*PROBLEM*.
Pull out every line of the records that contains the word "silver", and copy each one in full.

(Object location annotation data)
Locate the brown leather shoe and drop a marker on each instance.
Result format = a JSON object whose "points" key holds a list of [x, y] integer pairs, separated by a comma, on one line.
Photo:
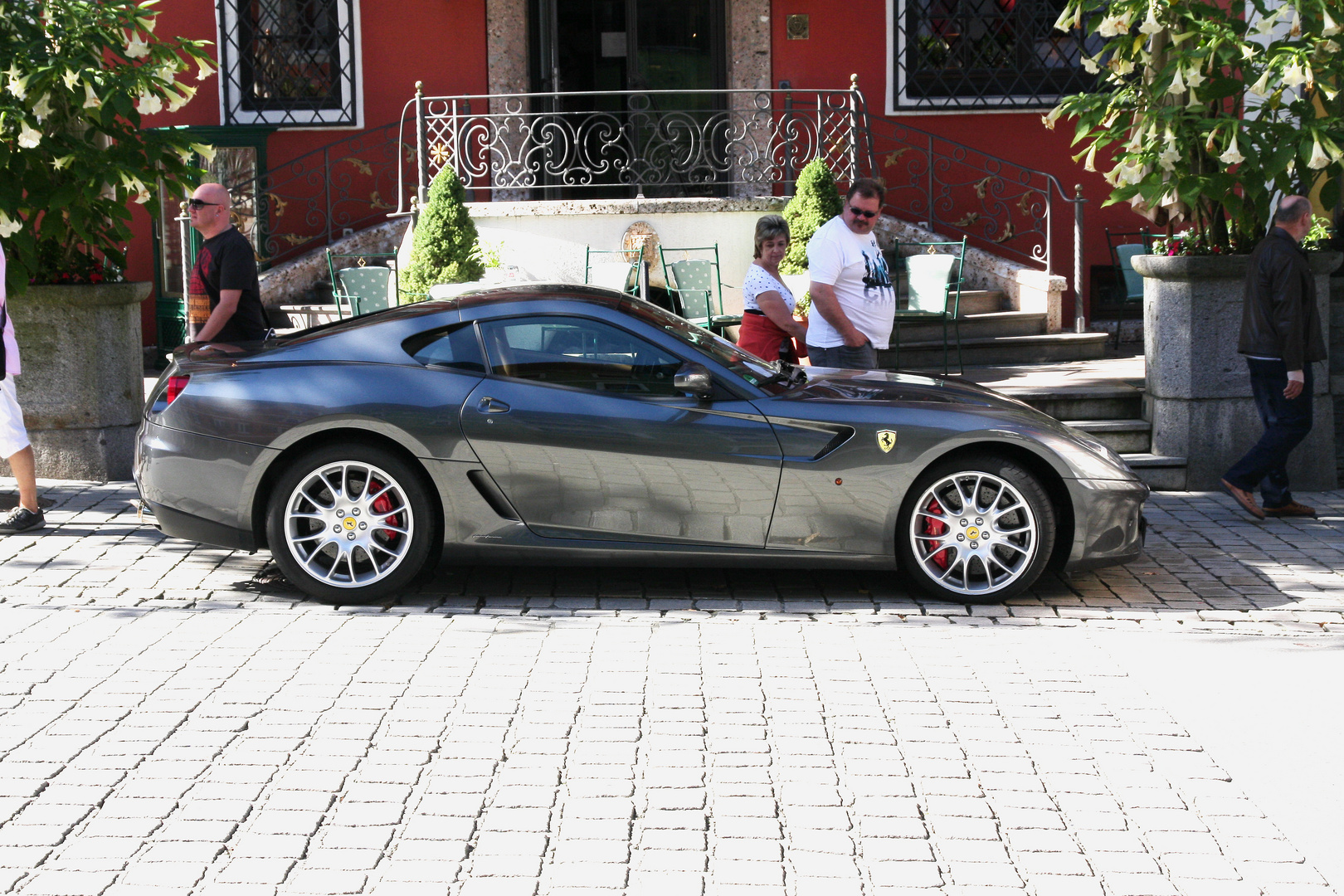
{"points": [[1244, 499], [1292, 508]]}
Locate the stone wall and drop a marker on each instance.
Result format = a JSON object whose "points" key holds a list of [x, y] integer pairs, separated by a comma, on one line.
{"points": [[1198, 390]]}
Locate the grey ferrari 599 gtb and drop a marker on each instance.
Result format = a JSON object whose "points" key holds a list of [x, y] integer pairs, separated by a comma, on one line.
{"points": [[570, 425]]}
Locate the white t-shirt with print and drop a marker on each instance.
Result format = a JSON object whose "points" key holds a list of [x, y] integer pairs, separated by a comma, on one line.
{"points": [[854, 266], [758, 281]]}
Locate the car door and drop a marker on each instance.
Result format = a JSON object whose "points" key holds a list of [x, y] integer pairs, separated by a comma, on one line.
{"points": [[581, 427]]}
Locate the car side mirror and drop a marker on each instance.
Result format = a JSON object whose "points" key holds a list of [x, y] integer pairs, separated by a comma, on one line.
{"points": [[694, 379]]}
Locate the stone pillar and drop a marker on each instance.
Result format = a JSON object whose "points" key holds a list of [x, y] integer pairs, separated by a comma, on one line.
{"points": [[82, 379], [1198, 392]]}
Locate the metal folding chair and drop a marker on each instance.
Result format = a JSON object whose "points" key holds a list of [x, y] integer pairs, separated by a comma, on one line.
{"points": [[934, 288], [363, 288], [696, 288]]}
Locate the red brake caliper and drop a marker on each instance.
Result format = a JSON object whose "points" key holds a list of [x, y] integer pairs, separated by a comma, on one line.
{"points": [[383, 504], [937, 528]]}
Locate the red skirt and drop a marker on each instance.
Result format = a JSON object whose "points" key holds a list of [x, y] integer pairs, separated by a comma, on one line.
{"points": [[763, 338]]}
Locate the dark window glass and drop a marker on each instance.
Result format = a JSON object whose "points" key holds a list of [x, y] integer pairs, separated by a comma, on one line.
{"points": [[453, 349], [986, 52], [582, 353], [290, 52]]}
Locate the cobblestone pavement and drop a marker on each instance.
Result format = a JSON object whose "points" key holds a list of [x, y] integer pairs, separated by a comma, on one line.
{"points": [[173, 724]]}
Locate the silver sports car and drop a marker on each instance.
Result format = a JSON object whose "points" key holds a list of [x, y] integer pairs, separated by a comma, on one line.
{"points": [[572, 425]]}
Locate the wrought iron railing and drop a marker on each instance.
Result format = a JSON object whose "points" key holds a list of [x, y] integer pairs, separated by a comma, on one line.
{"points": [[316, 197], [647, 143], [660, 144]]}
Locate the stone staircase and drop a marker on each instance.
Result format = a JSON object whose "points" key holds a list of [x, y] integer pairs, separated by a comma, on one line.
{"points": [[1108, 407], [990, 334]]}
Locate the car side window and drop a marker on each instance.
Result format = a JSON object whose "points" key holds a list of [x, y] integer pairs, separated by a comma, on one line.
{"points": [[453, 349], [580, 353]]}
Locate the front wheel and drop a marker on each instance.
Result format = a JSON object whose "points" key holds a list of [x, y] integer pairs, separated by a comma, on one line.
{"points": [[350, 523], [976, 529]]}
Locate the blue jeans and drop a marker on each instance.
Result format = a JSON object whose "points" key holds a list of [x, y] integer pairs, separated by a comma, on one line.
{"points": [[1287, 423], [864, 358]]}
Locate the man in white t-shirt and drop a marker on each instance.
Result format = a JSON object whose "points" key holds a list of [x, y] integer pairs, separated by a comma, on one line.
{"points": [[14, 437], [852, 299]]}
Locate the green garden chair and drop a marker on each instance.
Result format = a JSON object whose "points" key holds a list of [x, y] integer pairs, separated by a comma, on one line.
{"points": [[696, 288]]}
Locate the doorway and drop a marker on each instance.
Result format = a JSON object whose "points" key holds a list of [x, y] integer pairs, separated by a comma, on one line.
{"points": [[583, 49]]}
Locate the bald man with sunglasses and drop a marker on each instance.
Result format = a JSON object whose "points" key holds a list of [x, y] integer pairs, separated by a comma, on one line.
{"points": [[852, 301], [225, 299]]}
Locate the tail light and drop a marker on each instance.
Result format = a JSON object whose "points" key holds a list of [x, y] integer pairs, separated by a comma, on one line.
{"points": [[175, 386]]}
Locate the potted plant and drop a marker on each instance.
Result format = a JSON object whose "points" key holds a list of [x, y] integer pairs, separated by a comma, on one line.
{"points": [[75, 77], [816, 201], [446, 246], [1202, 114]]}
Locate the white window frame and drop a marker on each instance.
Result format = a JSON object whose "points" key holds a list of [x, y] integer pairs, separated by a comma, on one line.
{"points": [[942, 105], [351, 80]]}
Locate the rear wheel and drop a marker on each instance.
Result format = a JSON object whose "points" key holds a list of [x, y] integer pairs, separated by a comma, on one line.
{"points": [[350, 523], [976, 529]]}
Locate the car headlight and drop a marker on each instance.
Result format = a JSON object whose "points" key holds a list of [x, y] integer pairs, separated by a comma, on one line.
{"points": [[1092, 460]]}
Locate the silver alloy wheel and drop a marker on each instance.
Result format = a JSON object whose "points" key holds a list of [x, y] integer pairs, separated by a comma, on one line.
{"points": [[973, 533], [348, 524]]}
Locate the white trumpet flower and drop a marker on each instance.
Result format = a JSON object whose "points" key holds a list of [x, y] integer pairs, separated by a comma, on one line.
{"points": [[28, 136], [1319, 158], [136, 46], [1177, 85], [1151, 23], [149, 104]]}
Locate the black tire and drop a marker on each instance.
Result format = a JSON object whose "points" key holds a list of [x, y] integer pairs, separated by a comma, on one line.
{"points": [[363, 562], [1004, 553]]}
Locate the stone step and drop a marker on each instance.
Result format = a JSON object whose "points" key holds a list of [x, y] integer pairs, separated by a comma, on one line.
{"points": [[1082, 402], [975, 327], [1006, 349], [981, 301], [1122, 436], [1161, 473]]}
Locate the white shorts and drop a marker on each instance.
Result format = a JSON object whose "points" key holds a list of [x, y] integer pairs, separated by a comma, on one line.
{"points": [[14, 437]]}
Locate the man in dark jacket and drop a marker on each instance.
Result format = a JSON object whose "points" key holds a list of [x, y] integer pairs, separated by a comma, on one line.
{"points": [[1281, 336]]}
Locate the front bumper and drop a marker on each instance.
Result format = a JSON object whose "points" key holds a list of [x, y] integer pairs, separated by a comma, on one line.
{"points": [[1109, 525]]}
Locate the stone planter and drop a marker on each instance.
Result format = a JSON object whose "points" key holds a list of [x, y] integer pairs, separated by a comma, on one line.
{"points": [[82, 377], [1198, 391]]}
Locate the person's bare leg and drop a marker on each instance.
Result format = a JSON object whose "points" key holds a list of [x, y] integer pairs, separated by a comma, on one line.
{"points": [[26, 473]]}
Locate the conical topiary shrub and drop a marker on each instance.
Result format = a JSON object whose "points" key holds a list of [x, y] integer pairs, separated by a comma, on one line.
{"points": [[815, 202], [446, 246]]}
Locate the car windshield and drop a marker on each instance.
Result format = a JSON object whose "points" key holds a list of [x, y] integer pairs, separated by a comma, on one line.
{"points": [[745, 364]]}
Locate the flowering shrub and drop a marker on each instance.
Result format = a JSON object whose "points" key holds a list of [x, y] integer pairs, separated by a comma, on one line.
{"points": [[1209, 109], [1198, 243], [75, 77]]}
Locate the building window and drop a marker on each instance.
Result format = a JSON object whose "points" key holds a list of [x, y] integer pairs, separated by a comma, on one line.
{"points": [[984, 54], [290, 62]]}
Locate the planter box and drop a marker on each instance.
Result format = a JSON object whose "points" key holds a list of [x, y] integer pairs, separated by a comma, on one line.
{"points": [[82, 381], [1198, 392]]}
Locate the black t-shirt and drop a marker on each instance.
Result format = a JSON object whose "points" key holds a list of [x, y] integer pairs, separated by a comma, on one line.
{"points": [[226, 261]]}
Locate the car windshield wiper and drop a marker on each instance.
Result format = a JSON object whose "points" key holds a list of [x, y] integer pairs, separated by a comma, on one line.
{"points": [[786, 373]]}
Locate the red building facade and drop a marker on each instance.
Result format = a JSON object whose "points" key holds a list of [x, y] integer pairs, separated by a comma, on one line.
{"points": [[296, 75]]}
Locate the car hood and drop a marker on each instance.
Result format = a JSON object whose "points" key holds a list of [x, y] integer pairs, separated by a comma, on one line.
{"points": [[835, 386]]}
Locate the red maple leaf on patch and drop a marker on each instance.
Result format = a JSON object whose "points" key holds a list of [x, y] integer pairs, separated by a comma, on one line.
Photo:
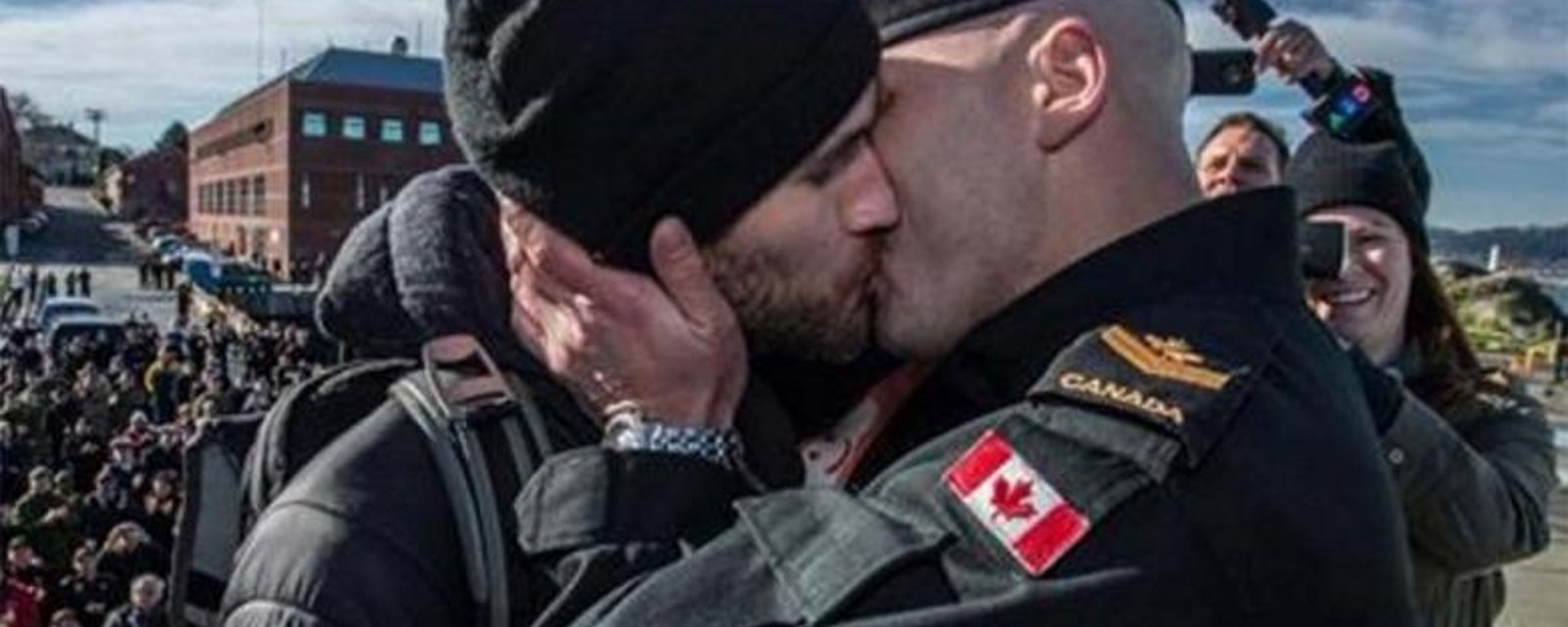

*OUTPUT*.
Locate the silver sports car and drop a marker on each instance.
Locate the silver alloy wheel and drop a marker on each instance.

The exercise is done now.